=== PROBLEM STATEMENT ===
Rewrite the entries below, changing every "instance" to "occurrence" and leaving everything else as it is.

=== PROVIDED ENTRIES ===
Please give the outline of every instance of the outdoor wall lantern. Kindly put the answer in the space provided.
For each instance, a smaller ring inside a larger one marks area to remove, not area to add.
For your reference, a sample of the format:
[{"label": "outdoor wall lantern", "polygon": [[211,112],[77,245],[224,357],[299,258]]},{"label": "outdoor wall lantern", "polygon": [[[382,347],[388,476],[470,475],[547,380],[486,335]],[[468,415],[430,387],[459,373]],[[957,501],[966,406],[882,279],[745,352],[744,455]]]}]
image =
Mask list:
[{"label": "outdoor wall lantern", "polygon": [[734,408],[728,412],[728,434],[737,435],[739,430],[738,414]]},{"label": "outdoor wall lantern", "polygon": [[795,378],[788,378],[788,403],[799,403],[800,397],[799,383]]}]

=== PROBLEM SOLUTION ===
Please give the outline of every occurrence of the outdoor wall lantern. Kindly put the answer in the space provided.
For each occurrence, a smaller ring inside a larger one marks area to remove, not area to add.
For your reference, a sample of the format:
[{"label": "outdoor wall lantern", "polygon": [[211,112],[77,245],[224,357],[299,258]]},{"label": "outdoor wall lantern", "polygon": [[[382,347],[388,476],[470,475],[547,380],[486,335]],[[468,415],[430,387],[459,373]],[[957,501],[966,406],[882,279],[745,352],[744,455]]]}]
image =
Mask list:
[{"label": "outdoor wall lantern", "polygon": [[734,408],[728,412],[728,434],[737,435],[739,430],[738,414]]},{"label": "outdoor wall lantern", "polygon": [[795,378],[788,378],[788,403],[799,403],[800,397],[799,383]]}]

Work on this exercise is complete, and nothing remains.